__TASK BRIEF__. In the records below, find the line containing "det: pavement joint"; copy exactly that line and all lines after it to the end, and nothing else.

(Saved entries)
____

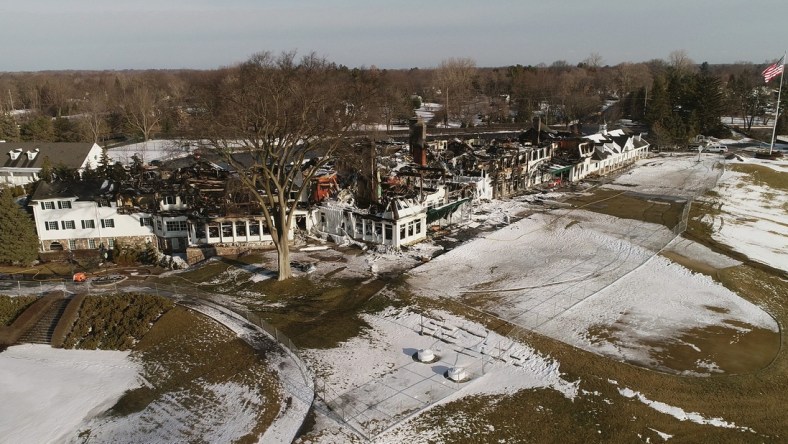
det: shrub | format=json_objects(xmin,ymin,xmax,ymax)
[
  {"xmin": 62, "ymin": 293, "xmax": 174, "ymax": 350},
  {"xmin": 0, "ymin": 295, "xmax": 38, "ymax": 326}
]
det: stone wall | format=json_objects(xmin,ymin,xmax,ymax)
[{"xmin": 186, "ymin": 242, "xmax": 276, "ymax": 265}]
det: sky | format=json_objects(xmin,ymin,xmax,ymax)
[{"xmin": 1, "ymin": 0, "xmax": 786, "ymax": 71}]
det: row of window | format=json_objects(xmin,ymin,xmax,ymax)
[
  {"xmin": 55, "ymin": 238, "xmax": 115, "ymax": 251},
  {"xmin": 401, "ymin": 220, "xmax": 422, "ymax": 240},
  {"xmin": 44, "ymin": 218, "xmax": 114, "ymax": 230},
  {"xmin": 166, "ymin": 221, "xmax": 188, "ymax": 232},
  {"xmin": 40, "ymin": 200, "xmax": 72, "ymax": 210},
  {"xmin": 194, "ymin": 220, "xmax": 270, "ymax": 239},
  {"xmin": 326, "ymin": 211, "xmax": 422, "ymax": 243}
]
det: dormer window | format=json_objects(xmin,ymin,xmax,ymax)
[
  {"xmin": 8, "ymin": 149, "xmax": 22, "ymax": 160},
  {"xmin": 164, "ymin": 195, "xmax": 177, "ymax": 205},
  {"xmin": 27, "ymin": 149, "xmax": 39, "ymax": 160}
]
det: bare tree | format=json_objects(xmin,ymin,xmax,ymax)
[
  {"xmin": 122, "ymin": 80, "xmax": 165, "ymax": 141},
  {"xmin": 202, "ymin": 51, "xmax": 365, "ymax": 281},
  {"xmin": 434, "ymin": 57, "xmax": 478, "ymax": 127},
  {"xmin": 668, "ymin": 50, "xmax": 695, "ymax": 74},
  {"xmin": 614, "ymin": 62, "xmax": 652, "ymax": 97},
  {"xmin": 80, "ymin": 89, "xmax": 109, "ymax": 144},
  {"xmin": 582, "ymin": 52, "xmax": 604, "ymax": 69}
]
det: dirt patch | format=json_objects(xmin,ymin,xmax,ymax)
[{"xmin": 660, "ymin": 250, "xmax": 722, "ymax": 277}]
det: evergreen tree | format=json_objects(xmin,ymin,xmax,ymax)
[
  {"xmin": 0, "ymin": 188, "xmax": 39, "ymax": 265},
  {"xmin": 691, "ymin": 63, "xmax": 727, "ymax": 137},
  {"xmin": 0, "ymin": 113, "xmax": 19, "ymax": 141},
  {"xmin": 20, "ymin": 115, "xmax": 55, "ymax": 142},
  {"xmin": 645, "ymin": 77, "xmax": 668, "ymax": 124},
  {"xmin": 53, "ymin": 117, "xmax": 83, "ymax": 142},
  {"xmin": 53, "ymin": 163, "xmax": 79, "ymax": 183},
  {"xmin": 39, "ymin": 156, "xmax": 54, "ymax": 183}
]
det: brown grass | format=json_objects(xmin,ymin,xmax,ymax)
[
  {"xmin": 565, "ymin": 189, "xmax": 685, "ymax": 230},
  {"xmin": 728, "ymin": 164, "xmax": 788, "ymax": 192}
]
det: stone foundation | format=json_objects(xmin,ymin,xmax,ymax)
[{"xmin": 186, "ymin": 242, "xmax": 276, "ymax": 265}]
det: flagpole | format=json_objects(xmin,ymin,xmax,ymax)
[{"xmin": 768, "ymin": 52, "xmax": 786, "ymax": 156}]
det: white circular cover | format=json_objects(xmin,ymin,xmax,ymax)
[{"xmin": 417, "ymin": 349, "xmax": 435, "ymax": 362}]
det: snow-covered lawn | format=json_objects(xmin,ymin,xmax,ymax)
[
  {"xmin": 304, "ymin": 307, "xmax": 579, "ymax": 440},
  {"xmin": 407, "ymin": 154, "xmax": 779, "ymax": 373},
  {"xmin": 0, "ymin": 345, "xmax": 140, "ymax": 444},
  {"xmin": 697, "ymin": 157, "xmax": 788, "ymax": 273}
]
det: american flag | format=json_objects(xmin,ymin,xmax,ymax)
[{"xmin": 762, "ymin": 56, "xmax": 784, "ymax": 83}]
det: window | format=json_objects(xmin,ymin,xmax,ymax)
[
  {"xmin": 81, "ymin": 219, "xmax": 95, "ymax": 229},
  {"xmin": 408, "ymin": 222, "xmax": 414, "ymax": 237},
  {"xmin": 164, "ymin": 195, "xmax": 177, "ymax": 205},
  {"xmin": 248, "ymin": 220, "xmax": 260, "ymax": 236},
  {"xmin": 108, "ymin": 238, "xmax": 115, "ymax": 248},
  {"xmin": 101, "ymin": 219, "xmax": 115, "ymax": 228},
  {"xmin": 166, "ymin": 221, "xmax": 187, "ymax": 232},
  {"xmin": 384, "ymin": 224, "xmax": 392, "ymax": 241},
  {"xmin": 49, "ymin": 241, "xmax": 63, "ymax": 251},
  {"xmin": 139, "ymin": 217, "xmax": 153, "ymax": 227},
  {"xmin": 374, "ymin": 222, "xmax": 382, "ymax": 236},
  {"xmin": 208, "ymin": 224, "xmax": 220, "ymax": 238},
  {"xmin": 41, "ymin": 202, "xmax": 55, "ymax": 210},
  {"xmin": 400, "ymin": 225, "xmax": 406, "ymax": 240},
  {"xmin": 415, "ymin": 220, "xmax": 421, "ymax": 235},
  {"xmin": 221, "ymin": 222, "xmax": 233, "ymax": 237},
  {"xmin": 355, "ymin": 221, "xmax": 363, "ymax": 235},
  {"xmin": 156, "ymin": 219, "xmax": 162, "ymax": 231},
  {"xmin": 61, "ymin": 220, "xmax": 75, "ymax": 230},
  {"xmin": 235, "ymin": 221, "xmax": 246, "ymax": 237},
  {"xmin": 68, "ymin": 240, "xmax": 76, "ymax": 250},
  {"xmin": 88, "ymin": 239, "xmax": 96, "ymax": 249},
  {"xmin": 57, "ymin": 201, "xmax": 72, "ymax": 209},
  {"xmin": 195, "ymin": 225, "xmax": 206, "ymax": 239},
  {"xmin": 45, "ymin": 221, "xmax": 59, "ymax": 230}
]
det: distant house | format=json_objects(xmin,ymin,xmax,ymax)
[{"xmin": 1, "ymin": 142, "xmax": 103, "ymax": 186}]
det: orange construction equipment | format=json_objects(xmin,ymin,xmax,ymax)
[{"xmin": 72, "ymin": 272, "xmax": 87, "ymax": 283}]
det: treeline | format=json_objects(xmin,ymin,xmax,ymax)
[{"xmin": 0, "ymin": 51, "xmax": 784, "ymax": 146}]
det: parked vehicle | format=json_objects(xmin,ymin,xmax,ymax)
[{"xmin": 703, "ymin": 143, "xmax": 728, "ymax": 153}]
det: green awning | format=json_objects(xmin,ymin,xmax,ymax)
[
  {"xmin": 548, "ymin": 165, "xmax": 573, "ymax": 176},
  {"xmin": 427, "ymin": 198, "xmax": 471, "ymax": 223}
]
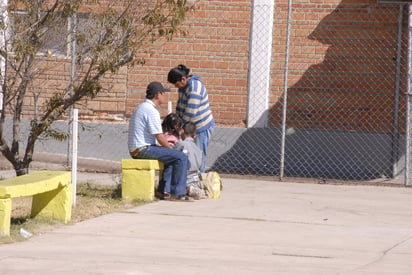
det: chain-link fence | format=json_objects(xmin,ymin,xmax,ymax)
[
  {"xmin": 5, "ymin": 2, "xmax": 412, "ymax": 186},
  {"xmin": 211, "ymin": 3, "xmax": 411, "ymax": 184}
]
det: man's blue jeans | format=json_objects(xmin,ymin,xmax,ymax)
[
  {"xmin": 196, "ymin": 125, "xmax": 214, "ymax": 173},
  {"xmin": 133, "ymin": 145, "xmax": 188, "ymax": 196}
]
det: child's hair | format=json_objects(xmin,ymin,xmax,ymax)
[
  {"xmin": 167, "ymin": 64, "xmax": 190, "ymax": 84},
  {"xmin": 162, "ymin": 113, "xmax": 182, "ymax": 133},
  {"xmin": 182, "ymin": 122, "xmax": 197, "ymax": 137}
]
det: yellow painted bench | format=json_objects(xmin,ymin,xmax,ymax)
[
  {"xmin": 0, "ymin": 170, "xmax": 72, "ymax": 237},
  {"xmin": 121, "ymin": 159, "xmax": 164, "ymax": 202}
]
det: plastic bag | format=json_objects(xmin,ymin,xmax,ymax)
[
  {"xmin": 200, "ymin": 171, "xmax": 223, "ymax": 199},
  {"xmin": 186, "ymin": 171, "xmax": 206, "ymax": 199}
]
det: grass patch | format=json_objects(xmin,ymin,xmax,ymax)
[{"xmin": 0, "ymin": 182, "xmax": 145, "ymax": 244}]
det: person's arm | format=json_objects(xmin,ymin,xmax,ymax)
[
  {"xmin": 155, "ymin": 133, "xmax": 173, "ymax": 149},
  {"xmin": 177, "ymin": 79, "xmax": 203, "ymax": 123}
]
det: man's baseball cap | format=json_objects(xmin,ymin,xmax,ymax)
[{"xmin": 146, "ymin": 82, "xmax": 170, "ymax": 97}]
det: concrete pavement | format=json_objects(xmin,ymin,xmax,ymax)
[{"xmin": 0, "ymin": 175, "xmax": 412, "ymax": 274}]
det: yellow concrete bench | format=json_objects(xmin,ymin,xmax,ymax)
[
  {"xmin": 0, "ymin": 170, "xmax": 72, "ymax": 237},
  {"xmin": 121, "ymin": 159, "xmax": 164, "ymax": 202}
]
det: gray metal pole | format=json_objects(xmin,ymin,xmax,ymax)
[
  {"xmin": 279, "ymin": 0, "xmax": 292, "ymax": 179},
  {"xmin": 0, "ymin": 0, "xmax": 8, "ymax": 120},
  {"xmin": 392, "ymin": 4, "xmax": 404, "ymax": 179},
  {"xmin": 67, "ymin": 14, "xmax": 77, "ymax": 168},
  {"xmin": 405, "ymin": 5, "xmax": 412, "ymax": 186}
]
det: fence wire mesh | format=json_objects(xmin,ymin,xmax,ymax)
[
  {"xmin": 8, "ymin": 3, "xmax": 412, "ymax": 186},
  {"xmin": 212, "ymin": 3, "xmax": 410, "ymax": 182},
  {"xmin": 279, "ymin": 4, "xmax": 407, "ymax": 181},
  {"xmin": 280, "ymin": 4, "xmax": 408, "ymax": 181}
]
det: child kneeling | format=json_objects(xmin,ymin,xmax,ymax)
[{"xmin": 174, "ymin": 122, "xmax": 206, "ymax": 199}]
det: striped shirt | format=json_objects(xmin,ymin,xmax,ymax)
[
  {"xmin": 128, "ymin": 99, "xmax": 162, "ymax": 152},
  {"xmin": 176, "ymin": 75, "xmax": 214, "ymax": 133}
]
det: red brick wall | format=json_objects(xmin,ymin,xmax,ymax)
[
  {"xmin": 122, "ymin": 0, "xmax": 405, "ymax": 133},
  {"xmin": 269, "ymin": 0, "xmax": 403, "ymax": 133},
  {"xmin": 16, "ymin": 0, "xmax": 404, "ymax": 133},
  {"xmin": 125, "ymin": 0, "xmax": 251, "ymax": 127},
  {"xmin": 20, "ymin": 56, "xmax": 128, "ymax": 122}
]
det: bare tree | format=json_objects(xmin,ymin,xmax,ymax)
[{"xmin": 0, "ymin": 0, "xmax": 195, "ymax": 175}]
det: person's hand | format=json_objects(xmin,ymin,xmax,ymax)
[{"xmin": 155, "ymin": 133, "xmax": 173, "ymax": 149}]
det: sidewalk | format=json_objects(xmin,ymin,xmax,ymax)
[{"xmin": 0, "ymin": 174, "xmax": 412, "ymax": 274}]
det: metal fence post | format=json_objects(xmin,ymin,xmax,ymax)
[
  {"xmin": 279, "ymin": 0, "xmax": 293, "ymax": 180},
  {"xmin": 405, "ymin": 4, "xmax": 412, "ymax": 186}
]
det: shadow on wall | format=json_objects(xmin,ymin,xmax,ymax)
[{"xmin": 210, "ymin": 1, "xmax": 406, "ymax": 180}]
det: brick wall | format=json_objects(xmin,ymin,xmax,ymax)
[
  {"xmin": 16, "ymin": 0, "xmax": 404, "ymax": 133},
  {"xmin": 110, "ymin": 0, "xmax": 404, "ymax": 133},
  {"xmin": 125, "ymin": 0, "xmax": 252, "ymax": 127},
  {"xmin": 19, "ymin": 56, "xmax": 128, "ymax": 122},
  {"xmin": 269, "ymin": 0, "xmax": 403, "ymax": 133}
]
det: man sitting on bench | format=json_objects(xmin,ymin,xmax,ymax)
[{"xmin": 127, "ymin": 81, "xmax": 194, "ymax": 202}]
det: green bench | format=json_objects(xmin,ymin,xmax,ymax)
[
  {"xmin": 121, "ymin": 159, "xmax": 164, "ymax": 202},
  {"xmin": 0, "ymin": 170, "xmax": 72, "ymax": 237}
]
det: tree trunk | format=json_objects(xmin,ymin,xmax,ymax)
[
  {"xmin": 0, "ymin": 140, "xmax": 32, "ymax": 176},
  {"xmin": 14, "ymin": 161, "xmax": 29, "ymax": 176}
]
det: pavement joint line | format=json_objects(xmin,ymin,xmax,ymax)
[
  {"xmin": 271, "ymin": 252, "xmax": 333, "ymax": 259},
  {"xmin": 132, "ymin": 212, "xmax": 344, "ymax": 227}
]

____

__ANSWER SPACE__.
det: pavement joint line | format=json_objects(xmin,ymin,xmax,ymax)
[
  {"xmin": 271, "ymin": 252, "xmax": 333, "ymax": 259},
  {"xmin": 132, "ymin": 212, "xmax": 344, "ymax": 227}
]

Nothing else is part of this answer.